======== TEXTO DA PÁGINA

Dois dias depois, e cinco meses antes do lançamento nos Estados Unidos, estréia nos cinemas cariocas o filme Saludos amigos!, dos estúdios Disney. O filme foi realizado apos visita da equipe à América Latina, financiada pela Agência de Assuntos Interamericanos do Departamento de Estado estadunidense, organismo chefiado por Nelson Rockefeller. E reúne gravações em 16mm registradas durante a viagem e desenhos animados inspirados por quatro dos onze países percorridos. “Enquanto metade do mundo é forçada a gritar Heil Hitler!, nossa resposta é dizer Saludos Amigos!” declarou à época Walt Disney.

O curta dedicado ao país do futuro, Aquarela do Brasil (Welcome to Brazil), tem início com uma folha e um pincel, por sua vez pintado, que traça rapidamente uma paisagem tropical, fauna e flora, ao ritmo da canção homônima de Ary Barroso. Orquídeas, bananas, tucanos e araras; as fontes murmurantes e o coqueiro que dá coco; as formas voluptuosas e as cores vibrantes já sabidas destas terras se solidificam e se derretem sob os gestos de um pincel onisciente ou ao fluir da tinta involuntária, que juntos dão vida a todas as coisas.

Assim nasce também Zé Carioca, nesta sua primeira aparição pública. Desde que se apresenta a Donald Duck, a quem já conhece de nome, e em todo o passeio pela cidade dita maravilhosa, Carioca esbanja a hospitalidade e a espontaneidade, alem de uma propensão como que natural à musica e à dança, que não somente Disney e Zweig, mas também outros tantos estrangeiros incluem em seus relatos de viagem por estas paragens e nas descrições de seus habitantes. Donald só pode mover-se ao ritmo do samba depois de embriagado, quando o corpo, livre das amarras da razão e da cultura, obedece a soluços ritmados provocados pela cachaça.

================
======== DADOS DO EXERCÍCIO

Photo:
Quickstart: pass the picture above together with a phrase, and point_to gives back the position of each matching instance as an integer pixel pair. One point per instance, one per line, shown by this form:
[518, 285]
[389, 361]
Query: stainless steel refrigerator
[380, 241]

================

# TAREFA:
Prossiga com o texto sobre o filme Saludos amigos! e o personagem Zé Carioca a partir do ponto em que ele termina. A listagem não tem nenhuma relação com o texto.

# RESPOSTA:
Blue, o arara da animação Rio (lançada em 2011 por 20th Century Fox e Blue Sky), passa a duração do longa redescobrindo instintos que a vida no exílio lhe castrou e o contato com seu habitat natural lhe permite, ou demanda. Também aqui há uma cena de samba, quando flashbacks do início do filme mostram o pequeno Blue cedendo ao impulso do corpo que segue o ritmo sem escolha, uma aptidão que se repete no adulto. Como se o samba ou essa capacidade inevitável de obedecer à música estivesse impressa no DNA, como se os clichês nacionais circulassem no sangue de par com os leucócitos.

A dicotomia entre Donald e Zé Carioca, a cultura algo engessada e a fluidez do habitante dos trópicos, se repete entre Blue e a fêmea Jewel, com que contracena; mas está também condensada no protagonista.  É justamente uma mescla das habilidades aprendidas dos humanos em seu amado cativeiro em Minisota com uma reativação do instinto de vôo que lhe permite salvar a última arara azul fêmea do planeta.

Esse teor ecológico é o dado novo em Rio. O colorido e as riquezas naturais da introdução, pássaros e flores em dança sincronizada, repetem em ritmo mais frenético o desenho de Disney. Mas são interrompidos pelas armadilhas ortogonais dos traficantes de aves exóticas, bandidos que só serão derrotados no final do filme.

Em uma variante menos infantil das relações entre este país e a ecologia, Gisele Bündchen, a mais requisitada modelo brasileira, foi nomeada Embaixadora de Boa Vontade da ONU, precisamente pelo Programa das Nações Unidas para o Meio Ambiente. Empossada em 20 de novembro de 2009, Bündchen declarou que não imagina infância melhor que a sua, e que precisamos agir agora para que as gerações do futuro [novamente] tenham as mesmas oportunidades que nós.

Gisele Bündchen é, desde 2004, a modelo mais bem remunerada do mundo e a sexta mulher mais rica da indústria do entretenimento. Em 1946, era Carmen Miranda a atriz mais cara de Hollywood e a mulher que pagava os mais altos impostos nos Estados Unidos. A mesma Carmen Miranda que discutiu com Walt Disney o personagem de Zé Carioca e indicou sua irmã para contracenar com o papagaio, o Pato Donald e seu companheiro mexicano o galo Panchito em Você já foi à Bahia? (1944).

A mesma Carmen Miranda que, numa versão menos infantil das relações entre o samba e a Política de Boa Vizinhança, se apresentou no St. Francis Yacht Club, na noite de 26 de junho de 1945, em gala oferecida por Nelson Rockefeller para celebrar o final da conferencia de San Francisco com a criação da Organização das Nações Unidas.

 

Aquarela do Brasil, trecho de Saludos, Amigos!, 1942. Walt Disney Studios.